** start **
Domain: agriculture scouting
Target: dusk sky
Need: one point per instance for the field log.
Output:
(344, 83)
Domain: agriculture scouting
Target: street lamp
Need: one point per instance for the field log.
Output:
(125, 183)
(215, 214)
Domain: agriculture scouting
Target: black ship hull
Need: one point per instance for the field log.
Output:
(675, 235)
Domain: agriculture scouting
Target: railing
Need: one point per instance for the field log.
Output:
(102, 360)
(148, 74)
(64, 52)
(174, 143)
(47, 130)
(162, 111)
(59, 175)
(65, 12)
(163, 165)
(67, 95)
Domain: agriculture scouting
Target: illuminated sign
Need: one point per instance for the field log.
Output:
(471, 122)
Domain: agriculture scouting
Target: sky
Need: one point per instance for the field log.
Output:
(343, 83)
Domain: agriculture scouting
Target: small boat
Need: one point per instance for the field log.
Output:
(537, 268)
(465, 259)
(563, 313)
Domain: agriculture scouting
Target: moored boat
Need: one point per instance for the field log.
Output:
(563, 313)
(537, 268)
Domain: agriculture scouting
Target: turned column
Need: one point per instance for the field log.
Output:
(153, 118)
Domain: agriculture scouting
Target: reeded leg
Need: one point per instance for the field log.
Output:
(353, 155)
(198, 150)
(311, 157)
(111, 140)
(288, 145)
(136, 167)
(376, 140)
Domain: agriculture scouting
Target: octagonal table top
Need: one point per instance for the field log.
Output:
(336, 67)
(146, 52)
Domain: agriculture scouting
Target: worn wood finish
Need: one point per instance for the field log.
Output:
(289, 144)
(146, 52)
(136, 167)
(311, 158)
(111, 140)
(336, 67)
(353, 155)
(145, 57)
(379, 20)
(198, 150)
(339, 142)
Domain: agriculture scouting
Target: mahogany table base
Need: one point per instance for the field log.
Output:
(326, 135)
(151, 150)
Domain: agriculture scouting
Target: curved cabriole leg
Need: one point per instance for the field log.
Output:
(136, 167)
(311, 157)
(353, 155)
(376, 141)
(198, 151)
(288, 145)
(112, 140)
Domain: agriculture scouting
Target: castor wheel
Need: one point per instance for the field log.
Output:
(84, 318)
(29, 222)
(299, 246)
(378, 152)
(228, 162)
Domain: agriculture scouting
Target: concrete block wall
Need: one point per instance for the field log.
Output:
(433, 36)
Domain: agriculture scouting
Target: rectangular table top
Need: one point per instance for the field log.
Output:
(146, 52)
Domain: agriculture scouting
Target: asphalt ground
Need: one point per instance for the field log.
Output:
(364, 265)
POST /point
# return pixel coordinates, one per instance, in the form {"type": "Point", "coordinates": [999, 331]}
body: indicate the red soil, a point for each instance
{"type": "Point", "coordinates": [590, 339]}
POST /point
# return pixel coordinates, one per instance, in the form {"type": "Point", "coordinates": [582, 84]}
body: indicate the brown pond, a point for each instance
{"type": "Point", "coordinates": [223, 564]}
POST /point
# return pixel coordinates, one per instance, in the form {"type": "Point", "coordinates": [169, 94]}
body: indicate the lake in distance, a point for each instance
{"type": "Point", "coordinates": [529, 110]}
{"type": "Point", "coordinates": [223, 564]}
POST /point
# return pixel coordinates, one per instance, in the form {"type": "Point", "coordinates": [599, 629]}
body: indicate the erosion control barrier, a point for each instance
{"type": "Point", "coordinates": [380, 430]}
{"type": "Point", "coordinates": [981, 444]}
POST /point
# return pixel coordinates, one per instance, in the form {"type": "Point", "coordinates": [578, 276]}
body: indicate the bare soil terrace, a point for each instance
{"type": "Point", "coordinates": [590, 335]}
** end **
** start **
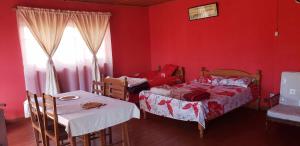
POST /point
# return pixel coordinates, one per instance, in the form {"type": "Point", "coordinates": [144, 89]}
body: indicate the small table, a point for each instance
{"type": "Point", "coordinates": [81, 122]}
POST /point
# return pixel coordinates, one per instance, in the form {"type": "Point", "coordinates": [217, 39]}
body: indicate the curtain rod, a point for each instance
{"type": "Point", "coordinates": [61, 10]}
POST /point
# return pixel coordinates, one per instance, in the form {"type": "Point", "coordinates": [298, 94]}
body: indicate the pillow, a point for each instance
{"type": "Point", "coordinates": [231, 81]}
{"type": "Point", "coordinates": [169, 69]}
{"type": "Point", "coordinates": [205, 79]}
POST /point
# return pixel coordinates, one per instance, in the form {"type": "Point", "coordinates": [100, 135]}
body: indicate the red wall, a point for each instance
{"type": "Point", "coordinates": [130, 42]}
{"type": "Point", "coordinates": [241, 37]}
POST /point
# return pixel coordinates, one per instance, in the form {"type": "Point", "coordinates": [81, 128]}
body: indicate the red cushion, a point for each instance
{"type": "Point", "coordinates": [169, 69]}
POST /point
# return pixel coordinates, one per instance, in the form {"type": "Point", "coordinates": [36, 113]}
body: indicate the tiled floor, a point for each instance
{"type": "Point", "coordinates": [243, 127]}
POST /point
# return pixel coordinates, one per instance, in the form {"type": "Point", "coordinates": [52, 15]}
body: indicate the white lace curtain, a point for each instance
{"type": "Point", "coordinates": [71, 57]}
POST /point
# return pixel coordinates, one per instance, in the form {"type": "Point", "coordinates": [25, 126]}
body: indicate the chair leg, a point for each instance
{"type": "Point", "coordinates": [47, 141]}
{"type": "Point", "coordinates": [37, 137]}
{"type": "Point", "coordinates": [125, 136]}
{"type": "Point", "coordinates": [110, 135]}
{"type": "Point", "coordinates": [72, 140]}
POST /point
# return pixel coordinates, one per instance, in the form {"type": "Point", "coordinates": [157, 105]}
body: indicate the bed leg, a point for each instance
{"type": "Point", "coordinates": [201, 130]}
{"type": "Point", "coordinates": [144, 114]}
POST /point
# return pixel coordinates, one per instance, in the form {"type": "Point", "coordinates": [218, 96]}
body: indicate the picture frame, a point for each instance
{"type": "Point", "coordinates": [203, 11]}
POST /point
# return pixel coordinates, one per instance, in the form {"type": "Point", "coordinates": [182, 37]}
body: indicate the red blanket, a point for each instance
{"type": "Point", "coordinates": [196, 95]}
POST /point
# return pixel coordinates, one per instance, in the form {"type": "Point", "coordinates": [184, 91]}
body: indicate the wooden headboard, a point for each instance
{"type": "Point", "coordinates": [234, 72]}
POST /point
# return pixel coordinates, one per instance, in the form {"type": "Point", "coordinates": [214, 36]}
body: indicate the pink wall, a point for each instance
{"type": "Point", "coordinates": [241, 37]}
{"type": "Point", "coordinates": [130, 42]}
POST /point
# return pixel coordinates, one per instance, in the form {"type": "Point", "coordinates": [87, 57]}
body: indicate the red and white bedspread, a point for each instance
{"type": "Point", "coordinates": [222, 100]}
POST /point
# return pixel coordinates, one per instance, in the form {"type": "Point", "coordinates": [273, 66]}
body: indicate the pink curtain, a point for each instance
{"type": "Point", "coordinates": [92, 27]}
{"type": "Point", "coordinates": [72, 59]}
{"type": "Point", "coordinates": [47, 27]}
** end **
Filter the material above and copy out each line that contains the string "wall".

Target: concrete block wall
body: indicate the red wall, a point for each instance
body: indicate the pink wall, a point for each instance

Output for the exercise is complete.